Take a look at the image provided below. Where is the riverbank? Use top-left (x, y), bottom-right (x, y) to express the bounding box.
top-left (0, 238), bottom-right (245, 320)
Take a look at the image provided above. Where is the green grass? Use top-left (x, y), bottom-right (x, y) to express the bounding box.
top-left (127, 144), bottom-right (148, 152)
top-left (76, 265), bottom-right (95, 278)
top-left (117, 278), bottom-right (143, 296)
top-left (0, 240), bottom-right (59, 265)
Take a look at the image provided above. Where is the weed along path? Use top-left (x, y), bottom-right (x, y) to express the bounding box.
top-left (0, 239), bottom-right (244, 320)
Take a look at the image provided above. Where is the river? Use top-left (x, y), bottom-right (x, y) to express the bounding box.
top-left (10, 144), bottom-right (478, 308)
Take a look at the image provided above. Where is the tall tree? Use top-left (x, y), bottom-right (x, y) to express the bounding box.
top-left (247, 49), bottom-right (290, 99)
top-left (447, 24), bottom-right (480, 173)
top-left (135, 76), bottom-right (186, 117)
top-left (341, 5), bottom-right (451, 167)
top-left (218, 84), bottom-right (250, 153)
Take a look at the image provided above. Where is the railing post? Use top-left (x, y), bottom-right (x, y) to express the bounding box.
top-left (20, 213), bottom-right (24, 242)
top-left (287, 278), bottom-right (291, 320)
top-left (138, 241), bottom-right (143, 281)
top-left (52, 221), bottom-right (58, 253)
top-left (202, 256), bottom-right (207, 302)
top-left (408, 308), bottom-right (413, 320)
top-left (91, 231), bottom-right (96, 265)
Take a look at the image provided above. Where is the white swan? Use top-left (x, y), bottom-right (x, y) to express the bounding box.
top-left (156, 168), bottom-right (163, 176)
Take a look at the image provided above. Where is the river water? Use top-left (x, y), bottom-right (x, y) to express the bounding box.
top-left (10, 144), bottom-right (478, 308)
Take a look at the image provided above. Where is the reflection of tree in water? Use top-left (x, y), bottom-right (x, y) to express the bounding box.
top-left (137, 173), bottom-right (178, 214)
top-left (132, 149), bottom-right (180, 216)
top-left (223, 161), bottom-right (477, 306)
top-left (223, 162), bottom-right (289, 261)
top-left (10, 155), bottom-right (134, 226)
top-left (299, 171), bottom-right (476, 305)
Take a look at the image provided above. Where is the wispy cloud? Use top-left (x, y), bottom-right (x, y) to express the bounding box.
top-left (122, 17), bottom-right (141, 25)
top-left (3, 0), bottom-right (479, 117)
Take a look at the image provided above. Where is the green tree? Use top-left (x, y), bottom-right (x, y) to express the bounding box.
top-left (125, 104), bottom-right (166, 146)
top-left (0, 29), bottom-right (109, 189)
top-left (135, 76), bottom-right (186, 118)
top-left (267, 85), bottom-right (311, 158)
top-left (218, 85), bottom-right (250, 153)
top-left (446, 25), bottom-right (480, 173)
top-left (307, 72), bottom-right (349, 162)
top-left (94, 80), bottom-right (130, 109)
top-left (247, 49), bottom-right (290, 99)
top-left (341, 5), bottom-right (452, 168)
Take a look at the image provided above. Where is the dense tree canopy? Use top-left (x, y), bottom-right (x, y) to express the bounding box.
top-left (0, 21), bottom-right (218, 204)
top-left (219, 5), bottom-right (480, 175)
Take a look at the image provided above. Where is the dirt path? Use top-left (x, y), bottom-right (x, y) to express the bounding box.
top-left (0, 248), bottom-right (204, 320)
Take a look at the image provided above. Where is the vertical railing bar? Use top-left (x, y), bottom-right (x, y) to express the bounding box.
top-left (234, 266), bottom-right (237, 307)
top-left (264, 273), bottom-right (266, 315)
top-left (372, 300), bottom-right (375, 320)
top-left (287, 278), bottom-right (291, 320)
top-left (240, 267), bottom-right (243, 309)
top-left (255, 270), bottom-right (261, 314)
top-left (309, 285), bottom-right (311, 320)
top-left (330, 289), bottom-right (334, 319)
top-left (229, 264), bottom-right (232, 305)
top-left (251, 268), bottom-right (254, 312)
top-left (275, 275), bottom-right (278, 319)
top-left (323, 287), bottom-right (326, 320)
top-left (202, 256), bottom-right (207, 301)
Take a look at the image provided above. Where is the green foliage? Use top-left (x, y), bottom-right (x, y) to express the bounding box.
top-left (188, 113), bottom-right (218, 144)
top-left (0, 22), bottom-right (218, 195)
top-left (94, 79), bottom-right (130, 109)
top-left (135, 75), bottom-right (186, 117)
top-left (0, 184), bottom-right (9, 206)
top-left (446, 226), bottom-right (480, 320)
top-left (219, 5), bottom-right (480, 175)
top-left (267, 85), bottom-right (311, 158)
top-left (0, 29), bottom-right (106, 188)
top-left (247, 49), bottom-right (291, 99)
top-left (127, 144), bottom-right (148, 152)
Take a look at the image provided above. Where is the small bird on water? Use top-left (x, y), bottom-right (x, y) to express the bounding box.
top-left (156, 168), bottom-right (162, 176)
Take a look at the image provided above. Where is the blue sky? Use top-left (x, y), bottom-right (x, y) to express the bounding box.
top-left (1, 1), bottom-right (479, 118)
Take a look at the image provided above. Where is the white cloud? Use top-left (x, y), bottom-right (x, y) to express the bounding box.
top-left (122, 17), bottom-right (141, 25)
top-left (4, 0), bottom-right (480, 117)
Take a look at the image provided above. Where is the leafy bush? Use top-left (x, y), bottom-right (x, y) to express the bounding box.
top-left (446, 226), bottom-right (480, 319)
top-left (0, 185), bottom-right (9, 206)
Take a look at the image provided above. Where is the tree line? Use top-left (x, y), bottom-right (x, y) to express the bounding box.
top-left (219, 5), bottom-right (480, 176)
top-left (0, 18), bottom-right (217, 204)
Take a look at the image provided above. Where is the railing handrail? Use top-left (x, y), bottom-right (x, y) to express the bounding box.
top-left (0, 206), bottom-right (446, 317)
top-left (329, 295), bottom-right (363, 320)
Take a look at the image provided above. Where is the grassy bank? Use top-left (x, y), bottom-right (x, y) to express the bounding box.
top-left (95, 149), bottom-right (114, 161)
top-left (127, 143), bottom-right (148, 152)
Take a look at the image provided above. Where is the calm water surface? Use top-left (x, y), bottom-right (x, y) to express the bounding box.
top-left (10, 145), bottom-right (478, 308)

- Try it: In your answer, print every entry exactly as it appears.

- Exercise response:
Take a look at the image provided below. Where is the riverbank? Use top-left (x, y), bottom-right (x, y) to express the bounding box.
top-left (0, 238), bottom-right (245, 320)
Take a look at the image provided above. Where is the green grass? Use top-left (x, y), bottom-right (x, y) to express the bounding box.
top-left (127, 144), bottom-right (148, 152)
top-left (76, 265), bottom-right (95, 278)
top-left (117, 278), bottom-right (143, 296)
top-left (0, 240), bottom-right (59, 265)
Take a look at the image provided above. Where is the weed along path? Use top-left (x, y), bottom-right (x, y) to express the bounding box.
top-left (0, 239), bottom-right (244, 320)
Take a look at the image provided above. Where is the river? Use top-left (x, y), bottom-right (x, y) to express the bounding box.
top-left (10, 144), bottom-right (478, 308)
Take a look at the image provided above. Where is the tall tree? Use top-left (x, y), bottom-right (x, y) to express the bounding box.
top-left (247, 49), bottom-right (290, 99)
top-left (447, 24), bottom-right (480, 173)
top-left (135, 76), bottom-right (186, 117)
top-left (341, 5), bottom-right (451, 167)
top-left (218, 84), bottom-right (250, 153)
Take a look at the image provided above. Where is the railing post? Use top-left (x, y), bottom-right (x, y) to express the bounding box.
top-left (20, 213), bottom-right (24, 242)
top-left (287, 278), bottom-right (291, 320)
top-left (138, 241), bottom-right (143, 281)
top-left (52, 221), bottom-right (58, 253)
top-left (202, 256), bottom-right (207, 302)
top-left (408, 308), bottom-right (413, 320)
top-left (91, 231), bottom-right (96, 265)
Take a look at the image provided above. Where is the white swan? Use top-left (x, y), bottom-right (x, y) to express the bounding box.
top-left (156, 168), bottom-right (163, 176)
Take a look at the image provided above. Where is the river water? Use top-left (x, y), bottom-right (x, y) to express the bounding box.
top-left (10, 144), bottom-right (478, 308)
Take a look at the image provided above. Where is the reflection of tree in water? Use top-left (x, y), bottom-right (x, y) to express the bounding box.
top-left (137, 173), bottom-right (178, 214)
top-left (132, 149), bottom-right (180, 216)
top-left (223, 161), bottom-right (477, 306)
top-left (223, 162), bottom-right (289, 261)
top-left (10, 155), bottom-right (134, 226)
top-left (299, 171), bottom-right (476, 305)
Take a look at the image provided above. Where is the wispy cloud? Use top-left (x, y), bottom-right (x, y) to express the bounding box.
top-left (122, 17), bottom-right (141, 25)
top-left (3, 0), bottom-right (479, 117)
Take a look at the image provided above. Where is the green tree? Use top-left (x, y), bottom-right (x, y) to express the bounding box.
top-left (125, 104), bottom-right (166, 146)
top-left (0, 29), bottom-right (109, 189)
top-left (135, 76), bottom-right (186, 118)
top-left (267, 85), bottom-right (311, 158)
top-left (218, 85), bottom-right (250, 153)
top-left (446, 25), bottom-right (480, 173)
top-left (307, 72), bottom-right (349, 162)
top-left (94, 80), bottom-right (130, 109)
top-left (247, 49), bottom-right (290, 99)
top-left (341, 5), bottom-right (452, 168)
Take a look at the image provided above. Where is the dense tree canopy? Use top-left (x, y), bottom-right (x, y) to express the bounding box.
top-left (0, 21), bottom-right (218, 204)
top-left (219, 5), bottom-right (480, 175)
Take a look at the image provided above. Where is the dirt path? Use top-left (x, y), bottom-right (x, y) to express the bounding box.
top-left (0, 248), bottom-right (204, 320)
Take a look at the image provided above. Where is the vertical railing bar? Use top-left (x, y), bottom-right (x, y) to express the bounding box.
top-left (234, 266), bottom-right (237, 307)
top-left (264, 273), bottom-right (266, 315)
top-left (372, 300), bottom-right (375, 320)
top-left (287, 278), bottom-right (291, 320)
top-left (240, 267), bottom-right (243, 309)
top-left (255, 270), bottom-right (261, 314)
top-left (309, 285), bottom-right (311, 320)
top-left (330, 289), bottom-right (334, 319)
top-left (229, 264), bottom-right (232, 305)
top-left (251, 268), bottom-right (254, 312)
top-left (275, 275), bottom-right (278, 319)
top-left (323, 287), bottom-right (326, 320)
top-left (202, 256), bottom-right (207, 301)
Take a look at the image provided above. Where is the green foliage? Use top-left (x, y), bottom-right (x, y) to express the bounding box.
top-left (188, 113), bottom-right (218, 144)
top-left (0, 22), bottom-right (218, 195)
top-left (94, 79), bottom-right (130, 109)
top-left (135, 75), bottom-right (186, 117)
top-left (0, 184), bottom-right (9, 206)
top-left (446, 226), bottom-right (480, 320)
top-left (219, 5), bottom-right (480, 175)
top-left (267, 85), bottom-right (311, 158)
top-left (0, 29), bottom-right (106, 188)
top-left (247, 49), bottom-right (291, 99)
top-left (127, 144), bottom-right (148, 152)
Take a look at the image provided above. Where is the small bird on water? Use top-left (x, y), bottom-right (x, y) to express the bounding box.
top-left (156, 168), bottom-right (162, 176)
Take a look at the image provided above. Where is the blue sky? Use top-left (x, y), bottom-right (x, y) to express the bounding box.
top-left (1, 1), bottom-right (479, 118)
Take a look at the image provided above. Where is the white cloud? Use top-left (x, y), bottom-right (x, y) to express the bounding box.
top-left (122, 17), bottom-right (141, 25)
top-left (4, 0), bottom-right (480, 117)
Take a look at the image provided above. Where is the leafy bush? Use top-left (x, y), bottom-right (x, y) to express the bounding box.
top-left (446, 226), bottom-right (480, 319)
top-left (0, 185), bottom-right (9, 206)
Take a look at the image provided above. Where is the tree line? Use top-left (x, y), bottom-right (x, y) to express the bounding box.
top-left (219, 5), bottom-right (480, 176)
top-left (0, 18), bottom-right (217, 204)
Take a look at the image provided above. Where is the railing handrail? Use top-left (x, y), bottom-right (x, y) to express the bounding box.
top-left (0, 206), bottom-right (446, 317)
top-left (329, 295), bottom-right (363, 320)
Take a look at the image provided above. Where is the grassy bank? Use top-left (x, y), bottom-right (x, y) to express the bounding box.
top-left (95, 149), bottom-right (114, 161)
top-left (127, 143), bottom-right (148, 152)
Take a look at the image provided above. Where is the calm water surface? Use top-left (x, y), bottom-right (x, y) to express the bounding box.
top-left (10, 145), bottom-right (478, 308)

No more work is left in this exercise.